» **Given text**
■ ■ ■ ■

The TMT project, like other observatories that have operated for decades, is funded by a consortium including universities on the mainland and around the world. The activists have sent their leaders to meet with the regents or boards of directors of some of those institutions to lobby them to withdraw from the project, thus undercutting its financial base. In response the University of California Board of Regents held hearings over the internet with livestreaming, and invited public testimony by telephone (to avoid infection from the COVID-19 virus). Below is Ken Conklin’s time-limited testimony from Wednesday September 16, 2020.


Aloha kakou,

‘O Ken Conklin keia mai ke ahupua’a ‘o He’eia, Ko’olaupoko, O’ahu, Hawaii.

I am Kenneth R. Conklin, Ph.D., a retired professor of Philosophy.
I have lived in Kane’ohe for 28 years, have studied Hawaiian history and the ancient religion in depth, and speak Hawaiian with moderate fluency.

Some ethnic Hawaiians oppose the TMT project because they claim Mauna Kea is a sacred place, and TMT would be a desecration of of it.

Here are three reasons why that claim should be rejected:

1. Most ethnic Hawaiians today are Christians. The real disrespect of ancestors and desecration of the ancient religion comes at the hands of ethnic Hawaiians who today abuse it as a mere pawn in their political chess game. The four primary native Hawaiian leaders, exercising self- determination on behalf of their people, officially abolished their old religion in 1819, when Kamehameha died, the year BEFORE the Christian missionaries arrived. They were King Liholiho Kamehameha II; Keopuolani who was Kamehameha’s sacred wife and mother of the next two Kings; Ka’ahumanu who was Kamehameha’s favorite wife and acted as co-ruler with Liholiho; and Kahuna Nui (High Priest) Hewahewa. They abolished the old religion by publicly violating an important taboo at a large banquet and then ordering the heiaus (stone temples) and wooden idols to be destroyed throughout all the islands. Today’s ethnic Hawaiians are welcome to invent any religion they wish; but cannot claim the old religion remains authoritative.

■ ■ ■ ■

» **Problem set**
1 - For each statement, say yes or no on whether it agrees with the TMT testimony, and quote the words of the text that decide it. (a) The University of California Board of Regents invited public testimony by telephone. (b) The old religion was abolished after the Christian missionaries arrived. (c) Ken Conklin has lived in Kane’ohe for 28 years.
2 - Please copy the part of the TMT testimony starting with "The TMT project, like" and going on through "Ko’olaupoko, O’ahu, Hawaii.".
Answer from the TMT testimony alone.

■ ■ ■ ■

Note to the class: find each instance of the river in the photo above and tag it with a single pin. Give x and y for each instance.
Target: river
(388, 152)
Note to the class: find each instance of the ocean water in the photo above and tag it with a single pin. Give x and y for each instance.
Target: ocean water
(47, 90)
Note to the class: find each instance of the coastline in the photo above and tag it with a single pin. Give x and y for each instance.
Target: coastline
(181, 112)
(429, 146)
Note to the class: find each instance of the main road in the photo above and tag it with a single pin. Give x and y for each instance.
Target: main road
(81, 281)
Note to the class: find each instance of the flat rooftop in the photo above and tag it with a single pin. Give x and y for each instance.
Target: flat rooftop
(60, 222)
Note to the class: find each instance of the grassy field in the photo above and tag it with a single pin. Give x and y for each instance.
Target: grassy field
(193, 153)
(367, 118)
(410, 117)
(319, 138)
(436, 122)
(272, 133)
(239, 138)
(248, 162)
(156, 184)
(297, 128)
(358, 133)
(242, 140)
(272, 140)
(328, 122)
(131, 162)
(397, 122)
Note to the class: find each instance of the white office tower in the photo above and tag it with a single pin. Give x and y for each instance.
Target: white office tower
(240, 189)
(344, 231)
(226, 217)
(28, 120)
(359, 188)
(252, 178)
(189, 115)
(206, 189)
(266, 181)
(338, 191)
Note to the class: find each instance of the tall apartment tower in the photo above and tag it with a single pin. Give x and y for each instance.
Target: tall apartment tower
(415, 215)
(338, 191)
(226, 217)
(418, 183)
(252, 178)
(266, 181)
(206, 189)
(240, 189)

■ ■ ■ ■

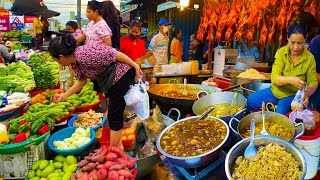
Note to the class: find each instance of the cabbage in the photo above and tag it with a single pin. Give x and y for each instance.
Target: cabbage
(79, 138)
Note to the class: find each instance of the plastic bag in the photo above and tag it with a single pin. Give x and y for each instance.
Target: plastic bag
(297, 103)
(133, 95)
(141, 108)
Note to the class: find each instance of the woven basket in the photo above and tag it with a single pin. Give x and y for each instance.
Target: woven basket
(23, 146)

■ ■ ■ ■

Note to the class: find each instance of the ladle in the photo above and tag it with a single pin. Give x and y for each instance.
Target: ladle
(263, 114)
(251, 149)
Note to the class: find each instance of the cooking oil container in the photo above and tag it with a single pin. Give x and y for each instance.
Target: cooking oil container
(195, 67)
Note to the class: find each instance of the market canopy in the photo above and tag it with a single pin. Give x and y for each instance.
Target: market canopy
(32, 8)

■ ■ ■ ■

» **Per-task outputs**
1 -
(a) Yes: "invited public testimony by telephone"
(b) No: "the year BEFORE the Christian missionaries arrived"
(c) Yes: "I have lived in Kane’ohe for 28 years"

2 -
The TMT project, like other observatories that have operated for decades, is funded by a consortium including universities on the mainland and around the world. The activists have sent their leaders to meet with the regents or boards of directors of some of those institutions to lobby them to withdraw from the project, thus undercutting its financial base. In response the University of California Board of Regents held hearings over the internet with livestreaming, and invited public testimony by telephone (to avoid infection from the COVID-19 virus). Below is Ken Conklin’s time-limited testimony from Wednesday September 16, 2020.


Aloha kakou,

‘O Ken Conklin keia mai ke ahupua’a ‘o He’eia, Ko’olaupoko, O’ahu, Hawaii.